From the entries below, extract every line that contains the string "glass" and copy each one in full. Case counts.
[Begin]
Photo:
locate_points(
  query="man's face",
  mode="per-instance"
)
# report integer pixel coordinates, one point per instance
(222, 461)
[End]
[Begin]
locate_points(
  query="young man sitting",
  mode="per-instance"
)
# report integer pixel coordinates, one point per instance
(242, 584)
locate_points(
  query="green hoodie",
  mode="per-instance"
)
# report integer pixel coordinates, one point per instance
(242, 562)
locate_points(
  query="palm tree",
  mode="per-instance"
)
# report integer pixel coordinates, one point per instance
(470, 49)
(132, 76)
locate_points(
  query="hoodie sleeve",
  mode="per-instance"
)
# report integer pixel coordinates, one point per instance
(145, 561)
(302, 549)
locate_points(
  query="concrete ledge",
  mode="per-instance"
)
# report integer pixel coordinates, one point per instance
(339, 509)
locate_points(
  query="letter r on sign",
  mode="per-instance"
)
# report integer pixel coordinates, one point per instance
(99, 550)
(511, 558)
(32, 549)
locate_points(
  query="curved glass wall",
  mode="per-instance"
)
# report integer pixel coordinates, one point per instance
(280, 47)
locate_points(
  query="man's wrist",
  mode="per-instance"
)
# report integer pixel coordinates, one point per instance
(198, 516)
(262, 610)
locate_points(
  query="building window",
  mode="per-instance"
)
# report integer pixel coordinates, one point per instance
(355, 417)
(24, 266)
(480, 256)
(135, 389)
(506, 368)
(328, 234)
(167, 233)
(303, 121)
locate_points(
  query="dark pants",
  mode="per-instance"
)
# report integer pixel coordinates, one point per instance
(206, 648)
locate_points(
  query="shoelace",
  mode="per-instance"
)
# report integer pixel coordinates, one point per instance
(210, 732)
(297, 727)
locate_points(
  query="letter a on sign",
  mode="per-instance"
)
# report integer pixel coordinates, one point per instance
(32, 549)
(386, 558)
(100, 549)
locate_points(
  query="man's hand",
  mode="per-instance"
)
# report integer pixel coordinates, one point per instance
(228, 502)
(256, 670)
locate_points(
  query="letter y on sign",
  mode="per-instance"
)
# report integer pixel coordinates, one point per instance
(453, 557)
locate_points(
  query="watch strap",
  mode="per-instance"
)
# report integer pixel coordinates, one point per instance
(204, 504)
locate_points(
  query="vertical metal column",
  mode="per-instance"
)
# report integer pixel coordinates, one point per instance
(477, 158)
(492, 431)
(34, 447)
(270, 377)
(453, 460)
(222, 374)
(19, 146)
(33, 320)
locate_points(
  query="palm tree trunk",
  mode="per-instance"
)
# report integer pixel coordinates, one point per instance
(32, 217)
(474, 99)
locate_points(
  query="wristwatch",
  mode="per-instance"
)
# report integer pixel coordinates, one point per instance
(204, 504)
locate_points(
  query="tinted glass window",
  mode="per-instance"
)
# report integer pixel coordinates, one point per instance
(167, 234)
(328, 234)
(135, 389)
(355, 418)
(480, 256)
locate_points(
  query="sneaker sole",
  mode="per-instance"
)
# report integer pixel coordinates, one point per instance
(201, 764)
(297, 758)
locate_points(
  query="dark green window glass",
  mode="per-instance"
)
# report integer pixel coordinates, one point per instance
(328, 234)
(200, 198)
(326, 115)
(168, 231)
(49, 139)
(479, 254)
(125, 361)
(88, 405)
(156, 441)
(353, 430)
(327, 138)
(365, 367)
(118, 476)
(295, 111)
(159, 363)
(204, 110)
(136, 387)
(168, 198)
[End]
[Begin]
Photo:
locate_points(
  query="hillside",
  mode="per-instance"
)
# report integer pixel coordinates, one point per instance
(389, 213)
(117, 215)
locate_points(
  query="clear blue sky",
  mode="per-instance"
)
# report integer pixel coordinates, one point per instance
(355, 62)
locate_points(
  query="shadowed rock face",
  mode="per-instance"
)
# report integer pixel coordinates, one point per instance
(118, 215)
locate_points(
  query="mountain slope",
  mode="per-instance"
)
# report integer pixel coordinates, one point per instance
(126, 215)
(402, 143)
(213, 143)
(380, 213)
[End]
* [Answer to this task]:
  query="curved glass wall",
  query="tinted glass window",
  query="dark green window glass",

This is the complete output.